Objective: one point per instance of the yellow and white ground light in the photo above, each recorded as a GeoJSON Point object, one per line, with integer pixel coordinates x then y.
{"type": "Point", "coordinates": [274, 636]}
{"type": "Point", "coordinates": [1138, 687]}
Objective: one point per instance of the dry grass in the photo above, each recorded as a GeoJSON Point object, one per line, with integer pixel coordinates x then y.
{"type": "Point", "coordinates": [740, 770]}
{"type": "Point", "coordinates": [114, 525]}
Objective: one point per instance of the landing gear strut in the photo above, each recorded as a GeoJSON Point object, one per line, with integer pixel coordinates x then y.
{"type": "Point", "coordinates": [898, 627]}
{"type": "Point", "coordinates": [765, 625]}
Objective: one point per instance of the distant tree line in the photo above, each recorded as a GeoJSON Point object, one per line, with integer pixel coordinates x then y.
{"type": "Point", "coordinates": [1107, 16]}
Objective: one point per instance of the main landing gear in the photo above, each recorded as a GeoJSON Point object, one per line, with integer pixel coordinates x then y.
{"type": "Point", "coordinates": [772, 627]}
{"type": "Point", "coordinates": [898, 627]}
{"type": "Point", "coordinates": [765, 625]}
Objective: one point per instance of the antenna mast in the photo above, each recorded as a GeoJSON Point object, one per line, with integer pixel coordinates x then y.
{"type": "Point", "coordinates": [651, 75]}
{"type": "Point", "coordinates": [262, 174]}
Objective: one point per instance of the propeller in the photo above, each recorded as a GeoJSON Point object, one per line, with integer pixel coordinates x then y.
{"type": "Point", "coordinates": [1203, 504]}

-------------------------

# THE PROBLEM
Please put every line of the rows above into a Markdown table with two columns, No. and Line. Number each line and leave out any blank lines.

# RESULT FOR THIS EXERCISE
| No. | Line |
|---|---|
| 1 | Objective: one point per instance of the yellow and white ground light in the photo above, each recorded as a GeoJSON Point object, one per line, with integer pixel coordinates x then y. |
| 2 | {"type": "Point", "coordinates": [274, 636]} |
| 3 | {"type": "Point", "coordinates": [1138, 687]} |
| 4 | Objective: one point per instance of the dry grass in the photo above, each recorded as a GeoJSON Point object, one per line, with integer pixel coordinates x then y. |
| 5 | {"type": "Point", "coordinates": [740, 770]} |
| 6 | {"type": "Point", "coordinates": [114, 525]} |
| 7 | Objective: one point per instance of the landing gear strut in the photo above, each recorded as a GeoJSON Point object, one per line, with integer pixel coordinates x then y. |
| 8 | {"type": "Point", "coordinates": [898, 627]} |
| 9 | {"type": "Point", "coordinates": [765, 625]} |
| 10 | Objective: one point per instance of the distant tree line in the photo above, each recorded as a GeoJSON Point object, one per line, with integer pixel coordinates x then y. |
| 11 | {"type": "Point", "coordinates": [1107, 16]} |
| 12 | Objective: one point per instance of the main landing gear in the photo above, each recorded as a GeoJSON Point object, one per line, with integer pixel coordinates x then y. |
| 13 | {"type": "Point", "coordinates": [772, 627]} |
| 14 | {"type": "Point", "coordinates": [898, 627]} |
| 15 | {"type": "Point", "coordinates": [765, 625]} |
| 16 | Objective: one point per instance of the antenna mast in the photo above, each recorded as a GeoJSON Point object, one per line, with integer pixel coordinates x then y. |
| 17 | {"type": "Point", "coordinates": [651, 75]} |
| 18 | {"type": "Point", "coordinates": [262, 174]} |
| 19 | Objective: one point per instance of the propeller in the photo above, each recorded as a GeoJSON Point object, one per line, with integer pixel coordinates x then y. |
| 20 | {"type": "Point", "coordinates": [1203, 504]} |